#### Exercise instructions
Beneath this task is a listing; tally its lines that contain "negative" and give only the total.

· · · ·

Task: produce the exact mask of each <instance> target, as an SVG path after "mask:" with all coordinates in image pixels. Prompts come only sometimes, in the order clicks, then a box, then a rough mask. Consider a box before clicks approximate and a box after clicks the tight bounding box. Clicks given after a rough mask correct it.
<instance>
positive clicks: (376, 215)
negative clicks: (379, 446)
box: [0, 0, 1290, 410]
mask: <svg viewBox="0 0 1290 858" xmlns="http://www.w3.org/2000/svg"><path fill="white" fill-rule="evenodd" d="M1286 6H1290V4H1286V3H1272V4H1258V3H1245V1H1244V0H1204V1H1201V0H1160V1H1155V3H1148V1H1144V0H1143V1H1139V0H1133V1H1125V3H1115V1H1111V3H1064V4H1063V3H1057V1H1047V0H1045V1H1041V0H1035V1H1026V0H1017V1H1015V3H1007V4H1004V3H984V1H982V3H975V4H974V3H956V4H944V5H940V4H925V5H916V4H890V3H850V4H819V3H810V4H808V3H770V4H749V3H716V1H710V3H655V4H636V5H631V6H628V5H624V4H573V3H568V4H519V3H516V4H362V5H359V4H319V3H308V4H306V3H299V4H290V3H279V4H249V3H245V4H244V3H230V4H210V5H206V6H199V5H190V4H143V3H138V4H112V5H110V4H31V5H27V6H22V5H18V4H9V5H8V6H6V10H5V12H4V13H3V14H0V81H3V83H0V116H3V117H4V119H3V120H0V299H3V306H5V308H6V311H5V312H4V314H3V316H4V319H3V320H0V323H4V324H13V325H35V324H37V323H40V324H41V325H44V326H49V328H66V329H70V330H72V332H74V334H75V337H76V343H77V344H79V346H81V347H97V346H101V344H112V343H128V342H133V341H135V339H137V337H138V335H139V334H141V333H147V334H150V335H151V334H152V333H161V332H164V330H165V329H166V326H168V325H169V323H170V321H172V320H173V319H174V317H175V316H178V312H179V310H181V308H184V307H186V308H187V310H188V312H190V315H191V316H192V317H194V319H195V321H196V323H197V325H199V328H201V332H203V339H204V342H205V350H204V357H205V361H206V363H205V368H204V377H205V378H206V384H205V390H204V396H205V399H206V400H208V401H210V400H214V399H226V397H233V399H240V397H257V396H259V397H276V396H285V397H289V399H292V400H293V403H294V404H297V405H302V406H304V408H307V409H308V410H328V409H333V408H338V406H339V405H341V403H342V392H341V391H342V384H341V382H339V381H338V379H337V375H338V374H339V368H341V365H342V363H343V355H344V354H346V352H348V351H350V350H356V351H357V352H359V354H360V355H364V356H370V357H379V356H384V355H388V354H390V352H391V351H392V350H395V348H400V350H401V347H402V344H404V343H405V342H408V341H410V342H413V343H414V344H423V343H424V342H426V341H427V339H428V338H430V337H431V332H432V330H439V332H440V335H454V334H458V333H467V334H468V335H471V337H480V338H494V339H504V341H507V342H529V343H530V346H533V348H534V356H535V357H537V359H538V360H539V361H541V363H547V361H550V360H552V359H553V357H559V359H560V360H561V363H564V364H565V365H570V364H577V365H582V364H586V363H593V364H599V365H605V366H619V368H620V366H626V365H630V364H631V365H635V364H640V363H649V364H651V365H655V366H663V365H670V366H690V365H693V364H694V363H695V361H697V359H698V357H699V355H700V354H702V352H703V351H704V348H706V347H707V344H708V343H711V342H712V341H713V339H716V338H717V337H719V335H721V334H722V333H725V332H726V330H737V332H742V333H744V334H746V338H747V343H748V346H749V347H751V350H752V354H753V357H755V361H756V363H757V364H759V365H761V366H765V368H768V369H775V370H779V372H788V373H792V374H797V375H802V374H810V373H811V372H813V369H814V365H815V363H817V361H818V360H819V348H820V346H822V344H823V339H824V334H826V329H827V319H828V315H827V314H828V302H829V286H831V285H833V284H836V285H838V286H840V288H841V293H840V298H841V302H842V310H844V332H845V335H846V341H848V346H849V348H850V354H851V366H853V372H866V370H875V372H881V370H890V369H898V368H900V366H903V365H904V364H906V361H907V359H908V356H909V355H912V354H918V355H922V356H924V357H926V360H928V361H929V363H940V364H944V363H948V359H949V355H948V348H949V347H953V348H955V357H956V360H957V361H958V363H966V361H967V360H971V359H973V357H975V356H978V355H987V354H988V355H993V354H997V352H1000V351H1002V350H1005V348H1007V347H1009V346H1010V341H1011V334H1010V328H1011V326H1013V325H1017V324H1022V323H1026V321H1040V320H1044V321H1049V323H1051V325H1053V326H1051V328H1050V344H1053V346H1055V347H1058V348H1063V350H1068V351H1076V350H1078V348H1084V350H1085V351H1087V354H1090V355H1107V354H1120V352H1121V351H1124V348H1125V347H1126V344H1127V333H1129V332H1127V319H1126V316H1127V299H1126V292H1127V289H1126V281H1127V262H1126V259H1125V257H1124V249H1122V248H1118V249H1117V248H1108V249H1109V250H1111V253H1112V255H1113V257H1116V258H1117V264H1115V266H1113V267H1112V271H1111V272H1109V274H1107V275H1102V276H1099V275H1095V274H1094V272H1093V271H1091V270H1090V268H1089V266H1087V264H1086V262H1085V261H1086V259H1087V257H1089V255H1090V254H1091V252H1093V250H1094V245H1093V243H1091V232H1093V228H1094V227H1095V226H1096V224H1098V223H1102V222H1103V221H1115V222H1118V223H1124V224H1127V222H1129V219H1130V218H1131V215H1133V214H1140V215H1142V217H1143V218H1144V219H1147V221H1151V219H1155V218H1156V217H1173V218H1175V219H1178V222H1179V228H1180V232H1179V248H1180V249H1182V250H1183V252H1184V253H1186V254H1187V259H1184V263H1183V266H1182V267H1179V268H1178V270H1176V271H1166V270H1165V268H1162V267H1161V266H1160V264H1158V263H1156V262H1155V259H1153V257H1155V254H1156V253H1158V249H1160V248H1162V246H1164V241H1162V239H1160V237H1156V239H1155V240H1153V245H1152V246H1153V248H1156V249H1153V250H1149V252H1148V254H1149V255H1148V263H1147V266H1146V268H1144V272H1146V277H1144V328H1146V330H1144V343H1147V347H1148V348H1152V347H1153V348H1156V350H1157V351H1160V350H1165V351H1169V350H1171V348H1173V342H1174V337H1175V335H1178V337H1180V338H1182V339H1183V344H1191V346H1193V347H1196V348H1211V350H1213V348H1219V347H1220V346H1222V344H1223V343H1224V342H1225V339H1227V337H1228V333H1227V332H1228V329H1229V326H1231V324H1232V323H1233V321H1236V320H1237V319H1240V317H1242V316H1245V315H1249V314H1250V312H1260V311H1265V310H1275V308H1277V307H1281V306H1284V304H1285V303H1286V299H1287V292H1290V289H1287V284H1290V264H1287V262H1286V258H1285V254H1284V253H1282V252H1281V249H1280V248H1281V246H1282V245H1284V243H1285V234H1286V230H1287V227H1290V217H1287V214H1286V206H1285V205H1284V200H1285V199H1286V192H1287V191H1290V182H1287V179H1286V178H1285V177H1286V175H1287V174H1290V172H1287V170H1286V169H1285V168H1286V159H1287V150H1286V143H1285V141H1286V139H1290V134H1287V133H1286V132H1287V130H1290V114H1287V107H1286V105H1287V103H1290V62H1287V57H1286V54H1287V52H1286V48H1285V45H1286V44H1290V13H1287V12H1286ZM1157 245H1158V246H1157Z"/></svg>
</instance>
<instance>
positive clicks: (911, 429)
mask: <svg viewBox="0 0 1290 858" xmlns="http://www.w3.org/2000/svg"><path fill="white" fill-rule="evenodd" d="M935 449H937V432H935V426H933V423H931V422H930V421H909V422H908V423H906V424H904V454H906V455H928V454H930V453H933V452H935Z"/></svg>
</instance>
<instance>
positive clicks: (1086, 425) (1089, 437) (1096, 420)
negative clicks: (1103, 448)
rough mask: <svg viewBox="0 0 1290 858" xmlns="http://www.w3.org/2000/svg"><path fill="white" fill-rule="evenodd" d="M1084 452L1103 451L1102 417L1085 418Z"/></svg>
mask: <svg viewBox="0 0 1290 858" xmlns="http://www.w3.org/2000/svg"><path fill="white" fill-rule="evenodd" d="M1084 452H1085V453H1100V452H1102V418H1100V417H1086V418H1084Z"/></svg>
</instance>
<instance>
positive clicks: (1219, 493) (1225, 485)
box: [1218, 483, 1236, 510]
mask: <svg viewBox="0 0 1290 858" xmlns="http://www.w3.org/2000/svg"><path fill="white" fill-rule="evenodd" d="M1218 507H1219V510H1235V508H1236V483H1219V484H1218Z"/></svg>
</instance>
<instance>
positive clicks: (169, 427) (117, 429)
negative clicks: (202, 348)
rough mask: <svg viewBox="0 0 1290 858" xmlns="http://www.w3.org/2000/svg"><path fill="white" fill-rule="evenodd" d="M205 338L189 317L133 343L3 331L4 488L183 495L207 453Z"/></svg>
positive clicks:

· · · ·

#### Result for this exercise
3